Definire Andrea Ottavi un giovane attore è riduttivo. È vero che lo vedremo in sala dal 14 febbraio in Finalmente l’alba, il film di Saverio Costanzo presentato in concorso allo scorso Festival di Venezia, ma è altrettanto vero che Andrea Ottavi è anche un pittore, scultore e fotografo, che incanala nell’arte tutte le sue emozioni sin da quando era bambino.
Figlio di una pittrice e di un ristoratore, Andrea Ottavi ha cominciato ad esempio a dipingere già da bambino: in casa, tele e colori non mancavano mai e i suoi primi esperimenti si sono indirizzati verso gli elefanti, partendo con il disegnarli dalla coda, forse il loro elemento più vulnerabile. Un po’ come ci appare lo stesso Andrea Ottavi: al di là della sua imponente altezza, nel corso della nostra intervista in esclusiva rivela un animo nobile, sincero e pulito, che lo rende un giovane uomo la cui vulnerabilità (o coda, per amor di metafora) è la continua ricerca di qualcosa più grande di lui.
Che la si definisca esigenza di raccontarsi o altro, la recitazione in Andrea Ottavi è diventata sempre più un bisogno impellente da colmare, una necessità in grado di regolare il turbinio che porta con sé sin da quando adolescente ha scoperto che il teatro poteva dare un nuovo corso alla sua vita rimettendo in ordine pensieri e personalità. Ben conscio delle difficoltà e della precarietà di un lavoro come quello di attore (anche la sua fidanzata Beatrice Aiello è una giovane e talentuosa attrice), Andrea Ottavi continua ancora oggi nonostante i ruoli e i film che arrivano (lo vedremo presto anche in Flaminia, debutto alla regia di Michela Giraud) a lavorare come cameriera nel ristorante del padre poco fuori Roma. Forse anche per mantenere quel contatto tra sogno e realtà che un po’ è anche al centro del film di Saverio Costanzo.
Intervista esclusiva ad Andrea Ottavi
Nel film Finalmente l’alba, interpreti Riccardone, colui che all’inizio della storia un po’ come Caronte traghetta la protagonista Mimosa e sua sorella Iris nel mondo del cinema. Che esperienza è stata per te?

> **Compiti proposti**:
A) Nell'articolo su Andrea Ottavi, riscrivi il passo che inizia con le parole "Che la si definisca" e termina dopo "di Saverio Costanzo.", scambiando "Roma" con "Milano".
B) Indica se le seguenti affermazioni concordano con l'articolo su Andrea Ottavi, rispondendo sì o no e citando le parole decisive: (i) Andrea Ottavi è figlio di una pittrice e di un ristoratore; (ii) Finalmente l'alba è stato presentato fuori concorso al Festival di Venezia; (iii) Flaminia segna il debutto alla regia di Saverio Costanzo.

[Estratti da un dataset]

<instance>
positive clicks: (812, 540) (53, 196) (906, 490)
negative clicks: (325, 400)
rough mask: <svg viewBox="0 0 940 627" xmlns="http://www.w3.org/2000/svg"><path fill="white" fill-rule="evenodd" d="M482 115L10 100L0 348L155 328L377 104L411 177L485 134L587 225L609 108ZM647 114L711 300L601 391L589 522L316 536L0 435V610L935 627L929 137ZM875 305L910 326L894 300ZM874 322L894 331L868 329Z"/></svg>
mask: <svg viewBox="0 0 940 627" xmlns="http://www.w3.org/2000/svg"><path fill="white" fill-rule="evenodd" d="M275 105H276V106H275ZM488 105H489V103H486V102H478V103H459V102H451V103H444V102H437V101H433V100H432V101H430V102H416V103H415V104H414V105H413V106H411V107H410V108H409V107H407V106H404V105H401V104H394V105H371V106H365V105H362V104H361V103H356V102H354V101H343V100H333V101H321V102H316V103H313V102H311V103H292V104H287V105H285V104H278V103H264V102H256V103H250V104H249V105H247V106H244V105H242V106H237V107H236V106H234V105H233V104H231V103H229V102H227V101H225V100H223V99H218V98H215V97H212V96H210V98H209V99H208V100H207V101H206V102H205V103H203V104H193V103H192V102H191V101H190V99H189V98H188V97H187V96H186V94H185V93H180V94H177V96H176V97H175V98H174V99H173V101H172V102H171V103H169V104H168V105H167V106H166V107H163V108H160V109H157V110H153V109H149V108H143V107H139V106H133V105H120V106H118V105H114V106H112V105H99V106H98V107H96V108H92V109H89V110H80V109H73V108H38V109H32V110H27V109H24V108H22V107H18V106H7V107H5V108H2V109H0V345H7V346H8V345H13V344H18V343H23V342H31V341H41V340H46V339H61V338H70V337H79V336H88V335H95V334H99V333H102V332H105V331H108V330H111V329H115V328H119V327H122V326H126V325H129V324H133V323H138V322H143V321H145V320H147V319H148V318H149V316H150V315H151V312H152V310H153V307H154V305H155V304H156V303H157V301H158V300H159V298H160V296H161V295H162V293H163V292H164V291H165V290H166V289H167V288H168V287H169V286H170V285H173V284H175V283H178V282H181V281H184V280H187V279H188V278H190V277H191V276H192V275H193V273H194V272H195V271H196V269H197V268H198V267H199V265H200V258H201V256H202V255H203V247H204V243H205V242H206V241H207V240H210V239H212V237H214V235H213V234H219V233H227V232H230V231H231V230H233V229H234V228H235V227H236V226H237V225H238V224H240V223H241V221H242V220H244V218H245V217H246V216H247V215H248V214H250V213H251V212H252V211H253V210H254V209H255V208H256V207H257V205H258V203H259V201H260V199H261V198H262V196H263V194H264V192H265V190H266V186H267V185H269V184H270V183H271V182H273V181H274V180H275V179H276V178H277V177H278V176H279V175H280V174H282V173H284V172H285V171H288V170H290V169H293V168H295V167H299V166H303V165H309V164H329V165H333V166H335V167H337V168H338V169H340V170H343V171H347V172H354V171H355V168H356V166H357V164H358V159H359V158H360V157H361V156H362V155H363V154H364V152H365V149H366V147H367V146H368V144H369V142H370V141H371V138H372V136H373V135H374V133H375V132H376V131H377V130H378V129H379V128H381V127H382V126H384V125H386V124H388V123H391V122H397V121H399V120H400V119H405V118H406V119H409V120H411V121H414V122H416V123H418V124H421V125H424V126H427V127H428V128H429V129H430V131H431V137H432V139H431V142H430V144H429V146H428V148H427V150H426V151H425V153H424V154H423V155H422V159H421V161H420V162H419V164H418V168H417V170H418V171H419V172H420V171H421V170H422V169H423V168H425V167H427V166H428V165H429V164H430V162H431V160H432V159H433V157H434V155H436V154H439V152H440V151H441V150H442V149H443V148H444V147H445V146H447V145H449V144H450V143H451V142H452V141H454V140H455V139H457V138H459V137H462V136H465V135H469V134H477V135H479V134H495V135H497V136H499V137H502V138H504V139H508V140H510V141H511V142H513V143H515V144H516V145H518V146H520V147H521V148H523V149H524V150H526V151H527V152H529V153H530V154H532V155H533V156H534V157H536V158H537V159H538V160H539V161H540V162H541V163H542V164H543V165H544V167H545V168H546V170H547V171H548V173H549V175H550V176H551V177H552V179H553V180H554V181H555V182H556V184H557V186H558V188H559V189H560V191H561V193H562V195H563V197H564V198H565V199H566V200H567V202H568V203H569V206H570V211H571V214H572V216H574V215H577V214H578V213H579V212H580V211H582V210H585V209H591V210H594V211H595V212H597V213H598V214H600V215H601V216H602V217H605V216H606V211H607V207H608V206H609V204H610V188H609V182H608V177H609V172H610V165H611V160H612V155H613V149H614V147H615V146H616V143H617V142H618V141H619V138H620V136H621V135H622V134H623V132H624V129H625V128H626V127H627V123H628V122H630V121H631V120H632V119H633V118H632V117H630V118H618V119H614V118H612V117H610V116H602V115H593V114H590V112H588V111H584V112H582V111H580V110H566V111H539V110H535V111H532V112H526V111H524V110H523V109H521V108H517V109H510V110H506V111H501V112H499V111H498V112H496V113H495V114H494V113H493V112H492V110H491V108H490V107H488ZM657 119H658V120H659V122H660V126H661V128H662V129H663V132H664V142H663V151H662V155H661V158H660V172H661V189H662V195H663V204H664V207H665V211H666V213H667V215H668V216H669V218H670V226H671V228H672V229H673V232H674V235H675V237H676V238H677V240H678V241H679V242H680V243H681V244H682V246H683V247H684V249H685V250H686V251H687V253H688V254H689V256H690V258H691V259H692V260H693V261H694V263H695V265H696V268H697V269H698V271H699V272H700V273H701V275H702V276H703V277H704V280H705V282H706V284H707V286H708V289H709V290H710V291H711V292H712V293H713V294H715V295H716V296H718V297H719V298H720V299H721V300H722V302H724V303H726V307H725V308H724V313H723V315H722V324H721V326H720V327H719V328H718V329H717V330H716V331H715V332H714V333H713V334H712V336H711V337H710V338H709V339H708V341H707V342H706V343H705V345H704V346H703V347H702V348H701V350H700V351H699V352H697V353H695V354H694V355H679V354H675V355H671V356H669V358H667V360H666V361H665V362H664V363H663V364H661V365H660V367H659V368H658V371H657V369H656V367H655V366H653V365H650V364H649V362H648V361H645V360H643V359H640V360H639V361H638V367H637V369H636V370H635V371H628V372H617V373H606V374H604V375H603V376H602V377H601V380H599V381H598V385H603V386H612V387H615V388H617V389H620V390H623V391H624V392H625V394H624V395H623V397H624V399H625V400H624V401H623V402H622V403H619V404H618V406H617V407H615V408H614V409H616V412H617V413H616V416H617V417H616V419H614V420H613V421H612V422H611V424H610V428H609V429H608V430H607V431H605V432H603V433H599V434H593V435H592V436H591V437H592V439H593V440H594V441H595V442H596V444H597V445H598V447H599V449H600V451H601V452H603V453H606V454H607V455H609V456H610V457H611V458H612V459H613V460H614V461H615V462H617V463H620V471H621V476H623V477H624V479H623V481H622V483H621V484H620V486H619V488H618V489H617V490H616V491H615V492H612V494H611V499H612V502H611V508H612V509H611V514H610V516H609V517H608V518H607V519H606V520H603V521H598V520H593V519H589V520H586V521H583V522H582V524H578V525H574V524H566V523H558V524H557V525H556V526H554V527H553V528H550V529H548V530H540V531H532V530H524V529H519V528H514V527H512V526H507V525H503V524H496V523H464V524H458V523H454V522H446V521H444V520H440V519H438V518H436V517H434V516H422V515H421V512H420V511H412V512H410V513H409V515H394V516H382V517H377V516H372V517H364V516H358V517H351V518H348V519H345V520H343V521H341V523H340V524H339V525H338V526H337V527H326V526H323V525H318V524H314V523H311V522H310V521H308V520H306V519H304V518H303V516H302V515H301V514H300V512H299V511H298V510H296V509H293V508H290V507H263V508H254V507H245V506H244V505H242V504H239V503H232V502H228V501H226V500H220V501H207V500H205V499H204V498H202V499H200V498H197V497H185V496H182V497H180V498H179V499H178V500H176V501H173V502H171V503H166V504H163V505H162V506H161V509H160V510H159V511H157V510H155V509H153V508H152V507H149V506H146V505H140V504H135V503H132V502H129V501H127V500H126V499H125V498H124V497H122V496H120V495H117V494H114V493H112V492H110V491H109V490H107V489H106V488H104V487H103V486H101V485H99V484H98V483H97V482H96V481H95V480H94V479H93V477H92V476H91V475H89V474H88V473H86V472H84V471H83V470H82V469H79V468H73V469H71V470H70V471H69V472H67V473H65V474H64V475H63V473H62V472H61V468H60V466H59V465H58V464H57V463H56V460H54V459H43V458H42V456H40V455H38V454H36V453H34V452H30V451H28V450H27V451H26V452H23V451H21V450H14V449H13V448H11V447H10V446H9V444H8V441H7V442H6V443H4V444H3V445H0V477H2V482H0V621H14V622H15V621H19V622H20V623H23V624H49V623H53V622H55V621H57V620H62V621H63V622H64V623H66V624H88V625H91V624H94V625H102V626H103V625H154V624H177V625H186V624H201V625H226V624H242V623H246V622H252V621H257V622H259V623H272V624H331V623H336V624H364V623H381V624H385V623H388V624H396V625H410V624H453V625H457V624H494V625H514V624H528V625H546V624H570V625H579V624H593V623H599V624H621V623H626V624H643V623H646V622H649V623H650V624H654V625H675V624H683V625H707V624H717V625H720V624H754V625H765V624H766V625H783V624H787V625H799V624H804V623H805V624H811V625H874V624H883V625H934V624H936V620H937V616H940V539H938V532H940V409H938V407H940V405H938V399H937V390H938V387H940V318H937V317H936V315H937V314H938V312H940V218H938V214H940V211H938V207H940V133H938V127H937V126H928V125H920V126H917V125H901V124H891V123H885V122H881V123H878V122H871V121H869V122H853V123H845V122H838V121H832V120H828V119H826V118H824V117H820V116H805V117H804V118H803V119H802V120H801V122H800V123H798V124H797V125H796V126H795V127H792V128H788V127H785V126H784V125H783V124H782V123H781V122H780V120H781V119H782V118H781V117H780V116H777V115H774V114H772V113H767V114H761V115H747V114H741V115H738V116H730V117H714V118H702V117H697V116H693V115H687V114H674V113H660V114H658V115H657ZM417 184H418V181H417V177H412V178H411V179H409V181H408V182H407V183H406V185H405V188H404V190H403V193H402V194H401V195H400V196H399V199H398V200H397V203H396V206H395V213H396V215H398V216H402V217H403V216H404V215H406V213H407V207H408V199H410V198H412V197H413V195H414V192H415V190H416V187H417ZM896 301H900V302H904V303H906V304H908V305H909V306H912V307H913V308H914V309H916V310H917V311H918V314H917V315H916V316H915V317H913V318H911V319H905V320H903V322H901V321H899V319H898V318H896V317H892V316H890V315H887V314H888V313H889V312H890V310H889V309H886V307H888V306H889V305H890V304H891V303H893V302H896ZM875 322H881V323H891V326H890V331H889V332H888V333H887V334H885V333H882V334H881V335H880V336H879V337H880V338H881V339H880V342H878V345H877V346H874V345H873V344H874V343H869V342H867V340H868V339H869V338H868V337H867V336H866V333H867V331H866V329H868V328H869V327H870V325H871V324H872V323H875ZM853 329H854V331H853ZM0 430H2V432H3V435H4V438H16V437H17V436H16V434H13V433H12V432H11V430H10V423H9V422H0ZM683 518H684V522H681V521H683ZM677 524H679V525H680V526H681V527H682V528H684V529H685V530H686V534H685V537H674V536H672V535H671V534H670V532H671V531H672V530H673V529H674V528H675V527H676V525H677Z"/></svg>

> **Risultati per compito**:
A)
Che la si definisca esigenza di raccontarsi o altro, la recitazione in Andrea Ottavi è diventata sempre più un bisogno impellente da colmare, una necessità in grado di regolare il turbinio che porta con sé sin da quando adolescente ha scoperto che il teatro poteva dare un nuovo corso alla sua vita rimettendo in ordine pensieri e personalità. Ben conscio delle difficoltà e della precarietà di un lavoro come quello di attore (anche la sua fidanzata Beatrice Aiello è una giovane e talentuosa attrice), Andrea Ottavi continua ancora oggi nonostante i ruoli e i film che arrivano (lo vedremo presto anche in Flaminia, debutto alla regia di Michela Giraud) a lavorare come cameriera nel ristorante del padre poco fuori Milano. Forse anche per mantenere quel contatto tra sogno e realtà che un po’ è anche al centro del film di Saverio Costanzo.

B)
(i) Sì: "Figlio di una pittrice e di un ristoratore".
(ii) No: "presentato in concorso allo scorso Festival di Venezia".
(iii) No: "Flaminia, debutto alla regia di Michela Giraud".